Photo-based referring expression data:
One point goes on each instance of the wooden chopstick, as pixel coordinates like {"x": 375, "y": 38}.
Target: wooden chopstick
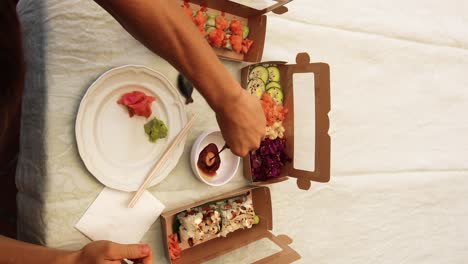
{"x": 161, "y": 161}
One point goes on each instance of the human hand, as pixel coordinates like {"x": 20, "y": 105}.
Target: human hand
{"x": 242, "y": 123}
{"x": 106, "y": 252}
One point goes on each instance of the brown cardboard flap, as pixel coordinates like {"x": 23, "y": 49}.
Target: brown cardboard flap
{"x": 218, "y": 246}
{"x": 322, "y": 107}
{"x": 236, "y": 8}
{"x": 280, "y": 10}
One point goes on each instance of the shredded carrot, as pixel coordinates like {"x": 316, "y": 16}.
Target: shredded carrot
{"x": 174, "y": 247}
{"x": 273, "y": 112}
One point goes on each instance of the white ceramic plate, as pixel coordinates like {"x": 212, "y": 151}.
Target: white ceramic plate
{"x": 113, "y": 146}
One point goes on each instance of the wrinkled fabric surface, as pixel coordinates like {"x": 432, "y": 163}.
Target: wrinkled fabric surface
{"x": 398, "y": 128}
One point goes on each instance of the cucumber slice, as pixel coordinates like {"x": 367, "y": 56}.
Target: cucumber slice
{"x": 259, "y": 72}
{"x": 211, "y": 22}
{"x": 209, "y": 29}
{"x": 273, "y": 74}
{"x": 273, "y": 85}
{"x": 276, "y": 94}
{"x": 245, "y": 32}
{"x": 256, "y": 87}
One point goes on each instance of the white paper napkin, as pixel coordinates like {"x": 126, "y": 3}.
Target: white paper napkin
{"x": 109, "y": 218}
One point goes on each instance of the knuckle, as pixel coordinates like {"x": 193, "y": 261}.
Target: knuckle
{"x": 107, "y": 248}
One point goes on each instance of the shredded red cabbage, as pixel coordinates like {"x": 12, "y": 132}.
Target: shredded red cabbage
{"x": 267, "y": 161}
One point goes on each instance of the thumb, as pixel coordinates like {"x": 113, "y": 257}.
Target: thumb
{"x": 119, "y": 251}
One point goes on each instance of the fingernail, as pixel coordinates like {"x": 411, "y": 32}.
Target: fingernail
{"x": 145, "y": 249}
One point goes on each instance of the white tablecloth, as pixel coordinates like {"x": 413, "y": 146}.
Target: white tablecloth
{"x": 398, "y": 126}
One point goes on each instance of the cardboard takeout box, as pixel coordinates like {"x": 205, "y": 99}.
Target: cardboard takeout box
{"x": 215, "y": 247}
{"x": 321, "y": 86}
{"x": 255, "y": 19}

TRY IT
Your copy of the records must be exact and must contain no pictures.

RESULT FOR THIS TASK
One point goes on each instance of the wooden chopstick, as pixel coordinates like {"x": 375, "y": 38}.
Target: wooden chopstick
{"x": 161, "y": 161}
One point goes on each instance of the human hand, as pixel coordinates like {"x": 20, "y": 105}.
Target: human hand
{"x": 242, "y": 123}
{"x": 106, "y": 252}
One point goes on each instance of the brown cardboard flap, as pixel coordinates like {"x": 23, "y": 49}.
Target: brown cardboard flap
{"x": 218, "y": 246}
{"x": 322, "y": 107}
{"x": 236, "y": 8}
{"x": 280, "y": 10}
One point goes on each instance of the shredded carrot, as pixel coordinates like {"x": 316, "y": 16}.
Target: shredded carrot
{"x": 174, "y": 247}
{"x": 273, "y": 112}
One point goes on each instance of the white ceramic plate, as pixel coordinates like {"x": 212, "y": 151}.
Target: white ceramic plate
{"x": 113, "y": 146}
One point goes on each instance of the wrinkled fabric surface, as pixel coordinates like {"x": 432, "y": 163}.
Target: wrinkled fabric surface
{"x": 398, "y": 128}
One point goes on each instance of the cucumber slice, as pixel coordinates like {"x": 367, "y": 56}.
Target: cucumber slice
{"x": 259, "y": 72}
{"x": 211, "y": 22}
{"x": 209, "y": 29}
{"x": 273, "y": 74}
{"x": 273, "y": 85}
{"x": 276, "y": 94}
{"x": 245, "y": 32}
{"x": 256, "y": 87}
One point goes on each instance of the white paper napkin, as pixel coordinates like {"x": 126, "y": 3}.
Target: white paper napkin
{"x": 109, "y": 218}
One point goes on each instance of the knuckle, as pixel coordinates like {"x": 193, "y": 261}.
Target: knuckle
{"x": 107, "y": 248}
One point goes on each instance of the shredded red cabbage, as pixel coordinates like {"x": 12, "y": 132}.
Target: shredded red cabbage
{"x": 267, "y": 161}
One point goes on each instance of the thumb, as pixel coordinates like {"x": 113, "y": 257}.
Target: thumb
{"x": 119, "y": 251}
One point goes on each instance of the fingernail, as pixel coordinates like {"x": 411, "y": 32}.
Target: fingernail
{"x": 145, "y": 249}
One point goes on each instance of the white tablecloth, as pixel coordinates like {"x": 413, "y": 146}.
Target: white tablecloth
{"x": 398, "y": 126}
One point goes on each instance of the cardboard takeout box, as pixel coordinates like {"x": 205, "y": 99}.
Target: cardboard takeout box
{"x": 215, "y": 247}
{"x": 321, "y": 86}
{"x": 255, "y": 19}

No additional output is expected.